(AVAILABLE DATA begins)

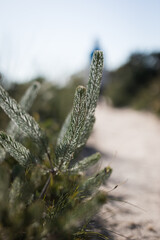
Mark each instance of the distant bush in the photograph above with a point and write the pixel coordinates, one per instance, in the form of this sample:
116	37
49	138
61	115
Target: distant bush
137	83
43	192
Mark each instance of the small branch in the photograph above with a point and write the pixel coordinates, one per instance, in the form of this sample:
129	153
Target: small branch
45	188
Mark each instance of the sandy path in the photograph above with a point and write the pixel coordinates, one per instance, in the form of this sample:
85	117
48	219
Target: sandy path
130	142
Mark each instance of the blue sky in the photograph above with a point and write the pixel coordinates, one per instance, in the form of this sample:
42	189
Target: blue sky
54	38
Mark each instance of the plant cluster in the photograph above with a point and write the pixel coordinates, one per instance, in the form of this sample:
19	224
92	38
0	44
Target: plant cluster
44	193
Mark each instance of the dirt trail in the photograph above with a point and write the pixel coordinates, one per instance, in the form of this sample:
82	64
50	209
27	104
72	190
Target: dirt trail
130	142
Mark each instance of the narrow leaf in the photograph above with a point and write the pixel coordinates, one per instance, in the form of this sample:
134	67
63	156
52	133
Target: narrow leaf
66	149
24	121
16	150
92	95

(AVAILABLE DATA ends)

**WORK TO COMPLETE:** In the records above, find the line containing "Mark each instance of the sandy" and output every line from the first through that one, exactly, omitting pictures.

**RESULT FOR THIS EXERCISE:**
Mark each instance of the distant bush in the photograph above with a point and write the pixel coordinates, one per instance, in the form of this sample:
116	37
49	138
61	115
Target: distant bush
137	83
43	192
Mark each instance of the small branch in the photograph above with a point and write the pixel coordinates, one per instance, in the form of this sample:
129	153
Target: small branch
45	188
Mark each instance of the sandy path in the photograph above with a point and write the pixel coordinates, one per instance, in the form of this sample:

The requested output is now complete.